● **Task**
Which lines in the listing below contain the word "frame"? Pick out each of them and copy it in full, counting only matches whose case agrees.

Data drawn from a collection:
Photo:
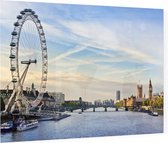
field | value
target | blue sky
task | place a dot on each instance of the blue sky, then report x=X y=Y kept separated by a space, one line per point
x=93 y=50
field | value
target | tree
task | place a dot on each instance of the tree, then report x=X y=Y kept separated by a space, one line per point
x=2 y=104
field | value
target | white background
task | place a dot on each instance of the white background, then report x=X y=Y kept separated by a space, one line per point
x=153 y=138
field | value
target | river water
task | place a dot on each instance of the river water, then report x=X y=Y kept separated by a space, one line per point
x=91 y=124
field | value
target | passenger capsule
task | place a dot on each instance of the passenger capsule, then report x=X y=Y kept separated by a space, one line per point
x=42 y=34
x=43 y=41
x=29 y=10
x=22 y=12
x=45 y=56
x=19 y=17
x=26 y=10
x=40 y=27
x=16 y=24
x=12 y=68
x=33 y=12
x=38 y=21
x=12 y=56
x=43 y=86
x=14 y=80
x=14 y=33
x=44 y=79
x=36 y=16
x=12 y=44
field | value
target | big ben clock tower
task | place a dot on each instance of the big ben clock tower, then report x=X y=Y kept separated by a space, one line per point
x=150 y=89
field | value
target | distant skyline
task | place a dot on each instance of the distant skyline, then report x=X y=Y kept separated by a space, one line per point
x=93 y=51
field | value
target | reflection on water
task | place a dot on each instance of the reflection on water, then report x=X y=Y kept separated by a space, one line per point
x=91 y=124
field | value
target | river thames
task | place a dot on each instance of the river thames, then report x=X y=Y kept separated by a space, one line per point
x=91 y=124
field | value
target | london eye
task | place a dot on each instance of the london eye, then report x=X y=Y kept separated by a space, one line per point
x=28 y=58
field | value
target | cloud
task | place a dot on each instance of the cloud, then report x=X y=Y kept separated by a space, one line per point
x=101 y=37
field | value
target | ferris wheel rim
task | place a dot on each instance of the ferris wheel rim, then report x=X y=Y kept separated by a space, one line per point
x=26 y=15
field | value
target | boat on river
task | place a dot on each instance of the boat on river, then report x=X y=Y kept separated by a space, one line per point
x=27 y=124
x=7 y=126
x=46 y=118
x=154 y=113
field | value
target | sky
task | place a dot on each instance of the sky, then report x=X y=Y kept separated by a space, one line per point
x=93 y=51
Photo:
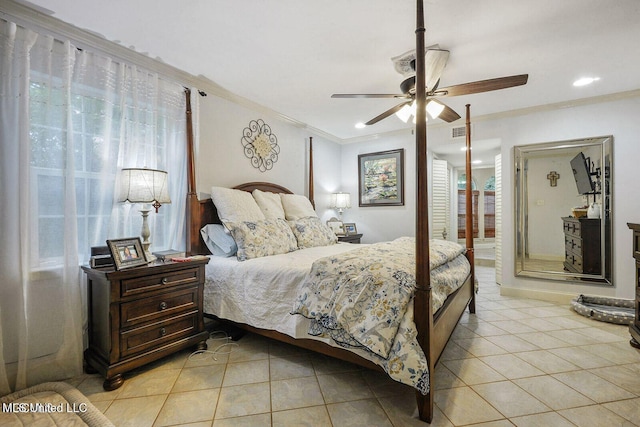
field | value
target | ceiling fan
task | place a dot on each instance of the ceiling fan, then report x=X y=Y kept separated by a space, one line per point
x=435 y=61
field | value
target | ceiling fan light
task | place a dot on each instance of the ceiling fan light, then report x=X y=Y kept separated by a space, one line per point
x=434 y=109
x=404 y=113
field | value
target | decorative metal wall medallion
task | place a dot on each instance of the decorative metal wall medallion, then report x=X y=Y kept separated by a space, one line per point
x=260 y=145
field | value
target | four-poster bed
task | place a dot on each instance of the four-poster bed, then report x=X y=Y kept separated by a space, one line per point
x=433 y=329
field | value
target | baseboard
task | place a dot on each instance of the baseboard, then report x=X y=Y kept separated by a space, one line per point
x=543 y=295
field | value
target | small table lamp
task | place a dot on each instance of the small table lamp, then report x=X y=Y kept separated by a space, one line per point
x=340 y=201
x=141 y=185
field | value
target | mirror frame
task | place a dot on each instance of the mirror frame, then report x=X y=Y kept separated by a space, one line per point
x=521 y=153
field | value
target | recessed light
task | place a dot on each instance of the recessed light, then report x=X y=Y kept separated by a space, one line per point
x=585 y=81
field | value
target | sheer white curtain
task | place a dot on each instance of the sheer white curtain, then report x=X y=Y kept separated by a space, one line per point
x=69 y=120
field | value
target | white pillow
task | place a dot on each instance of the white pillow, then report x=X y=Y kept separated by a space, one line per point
x=263 y=238
x=218 y=241
x=311 y=232
x=269 y=204
x=296 y=207
x=235 y=205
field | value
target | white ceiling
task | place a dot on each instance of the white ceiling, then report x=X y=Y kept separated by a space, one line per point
x=291 y=55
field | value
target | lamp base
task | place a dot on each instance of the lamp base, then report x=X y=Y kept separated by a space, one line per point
x=145 y=234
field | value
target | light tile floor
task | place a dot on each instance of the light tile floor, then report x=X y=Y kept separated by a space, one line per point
x=516 y=362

● **Correct result**
target | mirror frame
task | place a dot on each instance of the mirror frame, then report x=X y=Y kept separated by a space, one line per point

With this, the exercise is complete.